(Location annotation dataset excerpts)

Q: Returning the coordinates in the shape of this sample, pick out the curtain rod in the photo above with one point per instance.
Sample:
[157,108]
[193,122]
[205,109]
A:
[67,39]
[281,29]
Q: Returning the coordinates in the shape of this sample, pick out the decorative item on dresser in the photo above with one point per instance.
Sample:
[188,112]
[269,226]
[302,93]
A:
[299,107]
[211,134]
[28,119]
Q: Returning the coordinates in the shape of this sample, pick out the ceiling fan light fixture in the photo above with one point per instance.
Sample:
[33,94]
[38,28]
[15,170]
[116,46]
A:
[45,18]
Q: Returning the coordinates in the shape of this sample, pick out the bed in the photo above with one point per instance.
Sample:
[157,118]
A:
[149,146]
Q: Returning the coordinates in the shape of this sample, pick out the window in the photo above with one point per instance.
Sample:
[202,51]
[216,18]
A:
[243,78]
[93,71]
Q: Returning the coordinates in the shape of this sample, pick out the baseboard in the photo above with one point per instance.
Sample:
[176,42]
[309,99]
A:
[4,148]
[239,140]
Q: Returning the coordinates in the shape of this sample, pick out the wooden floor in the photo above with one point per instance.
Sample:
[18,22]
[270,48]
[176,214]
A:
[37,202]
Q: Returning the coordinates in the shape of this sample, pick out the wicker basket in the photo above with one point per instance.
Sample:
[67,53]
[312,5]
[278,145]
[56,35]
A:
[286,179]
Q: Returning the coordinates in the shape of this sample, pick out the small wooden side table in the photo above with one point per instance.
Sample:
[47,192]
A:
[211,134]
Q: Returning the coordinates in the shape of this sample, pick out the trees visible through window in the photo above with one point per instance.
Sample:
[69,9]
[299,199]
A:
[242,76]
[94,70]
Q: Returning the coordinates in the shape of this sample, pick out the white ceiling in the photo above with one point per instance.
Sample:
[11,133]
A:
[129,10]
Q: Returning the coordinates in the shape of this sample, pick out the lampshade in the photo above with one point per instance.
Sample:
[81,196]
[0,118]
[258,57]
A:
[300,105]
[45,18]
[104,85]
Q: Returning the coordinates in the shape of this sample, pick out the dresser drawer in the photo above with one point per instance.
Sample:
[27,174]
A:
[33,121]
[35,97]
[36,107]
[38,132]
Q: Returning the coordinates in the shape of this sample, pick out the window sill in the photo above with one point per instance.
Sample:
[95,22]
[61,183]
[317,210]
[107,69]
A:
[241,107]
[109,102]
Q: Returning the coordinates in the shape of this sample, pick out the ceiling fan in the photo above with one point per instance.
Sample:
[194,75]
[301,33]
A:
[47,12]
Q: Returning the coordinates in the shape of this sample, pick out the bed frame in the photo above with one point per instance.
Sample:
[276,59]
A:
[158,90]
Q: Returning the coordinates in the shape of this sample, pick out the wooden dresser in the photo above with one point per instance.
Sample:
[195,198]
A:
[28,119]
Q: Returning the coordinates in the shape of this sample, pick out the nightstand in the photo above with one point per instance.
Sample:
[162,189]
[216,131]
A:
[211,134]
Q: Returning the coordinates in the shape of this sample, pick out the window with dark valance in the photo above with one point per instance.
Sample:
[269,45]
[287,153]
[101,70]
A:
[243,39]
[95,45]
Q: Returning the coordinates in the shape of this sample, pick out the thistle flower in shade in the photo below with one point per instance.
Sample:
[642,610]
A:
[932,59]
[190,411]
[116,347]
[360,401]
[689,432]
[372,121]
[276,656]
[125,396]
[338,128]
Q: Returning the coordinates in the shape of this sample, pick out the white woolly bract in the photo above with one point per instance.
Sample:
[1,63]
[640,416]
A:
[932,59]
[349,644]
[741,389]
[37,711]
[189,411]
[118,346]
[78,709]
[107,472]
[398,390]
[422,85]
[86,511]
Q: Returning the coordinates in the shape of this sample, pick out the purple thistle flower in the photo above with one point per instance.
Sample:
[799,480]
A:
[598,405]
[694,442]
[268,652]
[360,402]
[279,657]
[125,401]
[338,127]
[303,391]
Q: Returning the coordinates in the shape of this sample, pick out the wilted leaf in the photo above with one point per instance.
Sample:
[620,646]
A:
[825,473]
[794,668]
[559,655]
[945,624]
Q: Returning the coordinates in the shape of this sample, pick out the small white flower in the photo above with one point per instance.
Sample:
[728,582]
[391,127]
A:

- Task to complete: Send back each record exactly as it stands.

- Complete output:
Q: Returning the coordinates in the shape of this sample, pick out the curtain rod in the photo above with one point per instance.
Sample:
[157,108]
[193,122]
[205,109]
A:
[67,39]
[281,29]
Q: Returning the coordinates in the shape of this sample, pick out the decorative item on dresser in the photo above with one point per instance.
Sample:
[188,112]
[269,226]
[302,93]
A:
[299,107]
[211,134]
[28,119]
Q: Returning the coordinates in the shape of this sample, pick out the ceiling fan light fixture in the photo above with one point per instance.
Sample:
[33,94]
[38,28]
[15,170]
[116,46]
A:
[45,18]
Q: Returning the coordinates in the shape of this sample, pick out the bed in the photo above with one point per instance.
Sample:
[157,118]
A:
[149,146]
Q: Returning the coordinates in the shape of this sample, pick out the window in the photo above with one point per instance.
Sample:
[202,51]
[216,18]
A:
[243,78]
[93,71]
Q: Returning the coordinates in the shape of this sample, pick out the baseboard in the photo above with one point per instance.
Sample:
[176,42]
[309,99]
A:
[4,148]
[239,140]
Q: Returning the coordinates in the shape of this sample, pick out the wooden floor in the photo above with one point per instance.
Sample:
[18,22]
[270,48]
[176,214]
A:
[37,202]
Q: Returning the coordinates in the shape of this sample, pick out the wicker basket in the photo above with one point per instance.
Sample:
[67,53]
[312,5]
[278,145]
[56,35]
A:
[286,179]
Q: Returning the coordinates in the shape of this sample, pick out the small wooden side table in the photo above with one point per instance.
Sample:
[47,192]
A:
[211,134]
Q: Returning the coordinates in the shape of this sample, pick out the trees visible through window in the photo above with one point per instance.
Sample:
[69,9]
[299,199]
A:
[242,76]
[94,70]
Q: Returning the coordinates in the shape of this sample, pick out the white ceiling in the photo above with one point per instance.
Sample:
[11,133]
A:
[129,10]
Q: Returning the coordinates in the shape of this sample, pick out the lampshade in the photo above with one point per instance.
Sample:
[81,196]
[0,118]
[258,57]
A:
[300,105]
[45,18]
[104,85]
Q: Returning the coordinates in the shape of this sample, pick out the dresser drawer in the photo above with one point per instance.
Sample:
[27,174]
A:
[33,121]
[35,97]
[36,107]
[38,132]
Q: Returning the coordinates in the shape of this sample, pick out the window sill in the photo above with one point per instance.
Sample:
[95,22]
[61,183]
[317,210]
[107,69]
A:
[241,107]
[109,102]
Q: Returning the coordinates in the shape of this sample, pick out the ceiling fan in the photo above with one point per instance.
Sample:
[194,75]
[301,33]
A:
[47,12]
Q: Returning the coordinates in the shape of this sample, pick out the bed frame in the photo above with one point per instance.
Sample:
[276,59]
A:
[158,90]
Q: Returning the coordinates in the shape of this sample, pick out the wooden dresser in the photo above with one point per instance.
Sample:
[195,198]
A:
[28,119]
Q: Returning the coordinates in the shape of this sample, pick out the nightstand in the photo above with one point per instance.
Sample:
[162,189]
[216,131]
A:
[211,134]
Q: Returning the coordinates in the shape of this sample, pick out the window with dark valance in the photo above with one point per instance.
Sample:
[269,45]
[287,153]
[101,70]
A:
[243,39]
[95,45]
Q: Returning the coordinates in the shape of this sample, pick out the thistle flower in shade in the photo below with one point per instance.
Sample:
[642,610]
A:
[932,59]
[190,411]
[116,347]
[360,401]
[689,432]
[372,121]
[276,656]
[125,396]
[338,128]
Q: Returning the coordinates in the shape of this sample, pick out the white woolly bract in the photo above with one point per instance.
Sample:
[1,63]
[640,416]
A:
[932,59]
[349,644]
[741,389]
[37,711]
[189,411]
[118,346]
[78,709]
[107,472]
[398,390]
[422,85]
[86,511]
Q: Returning the coordinates in the shape of this sample, pick out the purple thistle flower in the photo above with one point per instance.
Sample:
[799,480]
A:
[598,405]
[694,442]
[268,652]
[360,402]
[279,657]
[125,401]
[338,127]
[303,391]
Q: Returning the coordinates in the shape of this sample, pick out the wilted leaf in the photo above with one point per instance.
Sample:
[620,646]
A:
[825,473]
[794,668]
[559,655]
[945,624]
Q: Returning the coordinates in the shape of this sample, pick out the small white flower in the photo above with one point per instance.
Sample:
[728,582]
[391,127]
A:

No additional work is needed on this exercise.